**Work order**: Repeat word for word the part of the article on the church quilting group, starting at "Blessed are the" and ending at "that are furnished.".

━━━━━ Excerpt provided

Blessed are the peacemakers … ." It's a biblical teaching that commends those who restore hope and resolve conflict. There's a group of ladies who gather around scraps of cloth on a weekly basis to create a patchwork of warmth with needle and thread. They are piecemakers.
Since 1983, they've used lots of pieces of cloth -- sometimes just treasures tucked in the back corners of dresser drawers, or long-forgotten patches still smelling of a cedar chest. The colors, the fabric, the textures, the sentiment … all those variables were secondary.
But what a difference those scraps of cloth mean when needle and thread come together to form a quilt.
Reap what you sew
Using no machines, five or six ladies gather around a quilting frame at John Wesley United Methodist Church. The goal is to make a quilt. The size will be determined by the materials that are furnished.
There's something to be said for just using what you have instead of complaining about what you don't.
Three to four hours every Wednesday afternoon, the piecemakers gather to piece together the various scraps, keepsakes and fragments.
There's also a bit of conversation that goes along with the construction. Topics invariably include trips to the doctor and forgetful husbands.

━━━━━━━━━━
━━━━━ Data provided

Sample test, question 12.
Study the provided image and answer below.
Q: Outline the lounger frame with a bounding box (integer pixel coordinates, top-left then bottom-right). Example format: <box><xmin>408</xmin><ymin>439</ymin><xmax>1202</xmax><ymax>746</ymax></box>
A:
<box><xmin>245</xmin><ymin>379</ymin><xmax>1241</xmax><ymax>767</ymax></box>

━━━━━━━━━━
━━━━━ Data provided

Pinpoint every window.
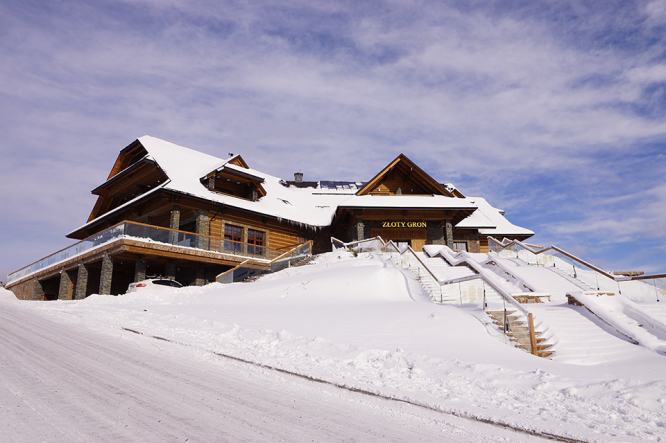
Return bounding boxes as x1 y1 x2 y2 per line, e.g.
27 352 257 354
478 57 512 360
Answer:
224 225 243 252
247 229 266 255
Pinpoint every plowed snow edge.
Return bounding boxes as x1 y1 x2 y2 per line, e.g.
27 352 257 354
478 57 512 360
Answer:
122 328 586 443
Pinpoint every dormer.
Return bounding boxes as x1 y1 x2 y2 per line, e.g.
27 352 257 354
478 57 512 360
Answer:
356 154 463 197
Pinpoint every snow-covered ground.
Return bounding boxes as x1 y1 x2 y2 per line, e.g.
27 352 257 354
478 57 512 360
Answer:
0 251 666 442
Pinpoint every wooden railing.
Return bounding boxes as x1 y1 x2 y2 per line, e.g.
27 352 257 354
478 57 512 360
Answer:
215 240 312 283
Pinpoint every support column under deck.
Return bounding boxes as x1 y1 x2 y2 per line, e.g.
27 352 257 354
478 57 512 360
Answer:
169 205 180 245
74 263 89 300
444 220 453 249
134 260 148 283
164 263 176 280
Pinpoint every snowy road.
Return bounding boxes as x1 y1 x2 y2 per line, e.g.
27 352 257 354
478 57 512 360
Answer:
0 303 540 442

━━━━━━━━━━

**Response area**:
Blessed are the peacemakers … ." It's a biblical teaching that commends those who restore hope and resolve conflict. There's a group of ladies who gather around scraps of cloth on a weekly basis to create a patchwork of warmth with needle and thread. They are piecemakers.
Since 1983, they've used lots of pieces of cloth -- sometimes just treasures tucked in the back corners of dresser drawers, or long-forgotten patches still smelling of a cedar chest. The colors, the fabric, the textures, the sentiment … all those variables were secondary.
But what a difference those scraps of cloth mean when needle and thread come together to form a quilt.
Reap what you sew
Using no machines, five or six ladies gather around a quilting frame at John Wesley United Methodist Church. The goal is to make a quilt. The size will be determined by the materials that are furnished.